───── EXERCISE MATERIAL ─────

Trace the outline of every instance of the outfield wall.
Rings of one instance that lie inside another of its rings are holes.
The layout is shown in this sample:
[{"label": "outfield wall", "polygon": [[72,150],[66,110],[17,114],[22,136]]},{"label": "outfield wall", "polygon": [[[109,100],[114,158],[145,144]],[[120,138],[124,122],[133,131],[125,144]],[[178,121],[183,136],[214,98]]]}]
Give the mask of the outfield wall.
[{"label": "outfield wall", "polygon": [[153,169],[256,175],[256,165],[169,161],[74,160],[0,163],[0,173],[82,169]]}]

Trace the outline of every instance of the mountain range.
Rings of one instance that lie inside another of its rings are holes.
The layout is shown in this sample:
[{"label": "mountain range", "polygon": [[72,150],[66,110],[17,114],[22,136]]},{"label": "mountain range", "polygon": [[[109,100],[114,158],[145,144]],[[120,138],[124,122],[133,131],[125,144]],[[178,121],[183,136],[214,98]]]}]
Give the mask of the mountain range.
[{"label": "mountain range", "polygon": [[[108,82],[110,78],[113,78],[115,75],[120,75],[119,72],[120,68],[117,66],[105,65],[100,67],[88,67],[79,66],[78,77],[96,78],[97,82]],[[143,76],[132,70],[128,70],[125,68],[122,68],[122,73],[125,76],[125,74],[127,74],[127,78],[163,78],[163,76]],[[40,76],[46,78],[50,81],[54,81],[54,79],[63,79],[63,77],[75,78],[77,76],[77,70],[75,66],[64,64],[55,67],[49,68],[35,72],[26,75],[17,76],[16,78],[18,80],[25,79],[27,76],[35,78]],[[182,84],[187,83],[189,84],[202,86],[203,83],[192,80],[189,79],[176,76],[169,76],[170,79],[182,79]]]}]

─────

— TO DO —
Quote all of the material above word for word, changing nothing.

— ANSWER TO THE EXERCISE —
Trace the outline of every instance of the outfield wall.
Rings of one instance that lie inside another of its rings are holes.
The layout is shown in this sample:
[{"label": "outfield wall", "polygon": [[72,150],[66,110],[17,114],[22,136]]},{"label": "outfield wall", "polygon": [[[109,100],[114,158],[145,144]],[[120,138],[124,122],[133,131],[125,144]],[[178,121],[183,136],[214,98]]]}]
Give the mask of the outfield wall.
[{"label": "outfield wall", "polygon": [[153,169],[256,175],[256,165],[169,161],[74,160],[0,163],[0,173],[82,169]]}]

Trace the outline of every instance of the mountain range.
Rings of one instance that lie inside another of its rings are holes.
The layout is shown in this sample:
[{"label": "mountain range", "polygon": [[72,150],[66,110],[17,114],[22,136]]},{"label": "mountain range", "polygon": [[[109,100],[114,158],[145,144]],[[120,138],[124,122],[133,131],[125,144]],[[178,121],[183,136],[214,98]]]}]
Give the mask of the mountain range.
[{"label": "mountain range", "polygon": [[[108,82],[110,78],[113,78],[115,75],[120,75],[119,72],[120,68],[117,66],[105,65],[100,67],[88,67],[79,66],[78,77],[96,78],[97,82]],[[143,76],[132,70],[128,70],[125,68],[122,68],[122,73],[125,76],[125,74],[127,74],[127,78],[163,78],[163,76]],[[40,76],[46,78],[50,81],[54,81],[54,79],[63,79],[63,77],[75,78],[77,76],[77,70],[75,66],[64,64],[55,67],[49,68],[35,72],[26,75],[17,76],[16,78],[18,80],[25,79],[27,76],[35,78]],[[182,84],[187,83],[189,84],[202,86],[203,83],[192,80],[189,79],[176,76],[169,76],[170,79],[182,79]]]}]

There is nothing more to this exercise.